▸ **EXERCISE PROMPT**:
Copy all of the data below line for line, changing nothing.

* BEGIN *

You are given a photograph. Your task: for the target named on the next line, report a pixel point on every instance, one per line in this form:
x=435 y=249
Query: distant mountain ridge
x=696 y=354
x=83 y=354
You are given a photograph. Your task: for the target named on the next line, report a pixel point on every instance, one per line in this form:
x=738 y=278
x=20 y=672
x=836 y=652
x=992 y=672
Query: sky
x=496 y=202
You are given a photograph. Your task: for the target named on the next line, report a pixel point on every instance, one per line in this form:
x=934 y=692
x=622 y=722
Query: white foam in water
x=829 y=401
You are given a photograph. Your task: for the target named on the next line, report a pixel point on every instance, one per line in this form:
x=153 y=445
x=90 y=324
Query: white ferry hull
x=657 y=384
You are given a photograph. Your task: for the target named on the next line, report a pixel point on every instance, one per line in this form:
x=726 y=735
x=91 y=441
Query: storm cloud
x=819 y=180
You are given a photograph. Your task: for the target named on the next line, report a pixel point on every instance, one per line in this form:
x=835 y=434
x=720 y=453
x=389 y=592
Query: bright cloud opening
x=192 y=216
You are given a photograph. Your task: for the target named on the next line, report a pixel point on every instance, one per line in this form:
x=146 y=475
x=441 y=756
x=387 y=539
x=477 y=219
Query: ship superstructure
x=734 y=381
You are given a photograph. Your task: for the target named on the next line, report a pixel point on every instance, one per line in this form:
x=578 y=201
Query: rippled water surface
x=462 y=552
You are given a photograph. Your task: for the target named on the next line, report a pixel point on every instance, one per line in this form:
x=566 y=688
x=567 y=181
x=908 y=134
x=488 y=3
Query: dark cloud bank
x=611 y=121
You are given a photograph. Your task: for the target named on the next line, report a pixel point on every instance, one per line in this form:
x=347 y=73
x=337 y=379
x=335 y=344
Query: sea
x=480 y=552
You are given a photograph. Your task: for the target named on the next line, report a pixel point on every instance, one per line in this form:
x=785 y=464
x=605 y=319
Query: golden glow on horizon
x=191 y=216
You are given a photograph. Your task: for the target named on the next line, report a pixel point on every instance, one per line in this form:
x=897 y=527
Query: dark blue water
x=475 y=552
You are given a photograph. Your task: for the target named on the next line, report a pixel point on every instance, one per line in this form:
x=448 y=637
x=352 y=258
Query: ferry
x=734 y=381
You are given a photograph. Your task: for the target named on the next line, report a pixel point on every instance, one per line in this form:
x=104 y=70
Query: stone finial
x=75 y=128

* END *

▸ **SOLUTION TO THE EXERCISE**:
You are given a photograph. Your task: for the target named on the next line, report a pixel point on every instance, one per line in this form:
x=435 y=249
Query: distant mountain ridge
x=696 y=354
x=83 y=354
You are given a photograph. Your task: for the target named on the next line, report a pixel point on every instance, one per line in this form:
x=738 y=278
x=20 y=672
x=836 y=652
x=992 y=672
Query: sky
x=496 y=202
You are given a photograph. Your task: for the target named on the next line, report a pixel point on every instance, one per line in this form:
x=934 y=692
x=622 y=722
Query: white foam in water
x=829 y=401
You are given a photograph. Your task: for the target named on the next line, report a pixel point on every instance, one per line in this form:
x=153 y=445
x=90 y=324
Query: white ferry hull
x=657 y=384
You are given a photograph. Your task: for the target named on the next line, report a pixel point on every instance, one per line in this form:
x=726 y=735
x=91 y=441
Query: storm cloud
x=819 y=180
You are given a photograph. Your task: for the target named on the next line, report a pixel point on every instance, one per line in this form:
x=835 y=434
x=720 y=453
x=389 y=592
Query: bright cloud opening
x=192 y=216
You are given a photograph. Your task: for the target named on the next line, report a pixel point on every instance, one per line in this form:
x=146 y=475
x=441 y=756
x=387 y=539
x=477 y=219
Query: ship superstructure
x=734 y=381
You are given a photograph. Your task: for the target named on the next line, report a pixel point on every instance, one per line in this form:
x=578 y=201
Query: rippled water surface
x=462 y=552
You are given a photograph. Your task: for the target named on the next line, report a pixel point on every instance, one per line in this form:
x=566 y=688
x=567 y=181
x=908 y=134
x=488 y=3
Query: dark cloud bank
x=611 y=121
You are given a photograph. Your task: for the target named on the next line, report a pixel point on every instance, one per line in this form:
x=347 y=73
x=337 y=379
x=335 y=344
Query: sea
x=480 y=552
You are given a photograph. Your task: for the target named on the next line, report a pixel point on every instance, one per line in this form:
x=785 y=464
x=605 y=319
Query: golden glow on horizon
x=191 y=216
You are given a photograph. Your task: for the target named on the next line, report a pixel point on every instance, one per line in this form:
x=897 y=527
Query: dark blue water
x=475 y=552
You are given a photograph. Your task: for the target named on the next line, report a pixel point on every instance, one per line in this form:
x=448 y=637
x=352 y=258
Query: ferry
x=734 y=381
You are given a photograph. Your task: for the target named on the next line, report a pixel point on every instance, one per line in this form:
x=104 y=70
Query: stone finial
x=75 y=128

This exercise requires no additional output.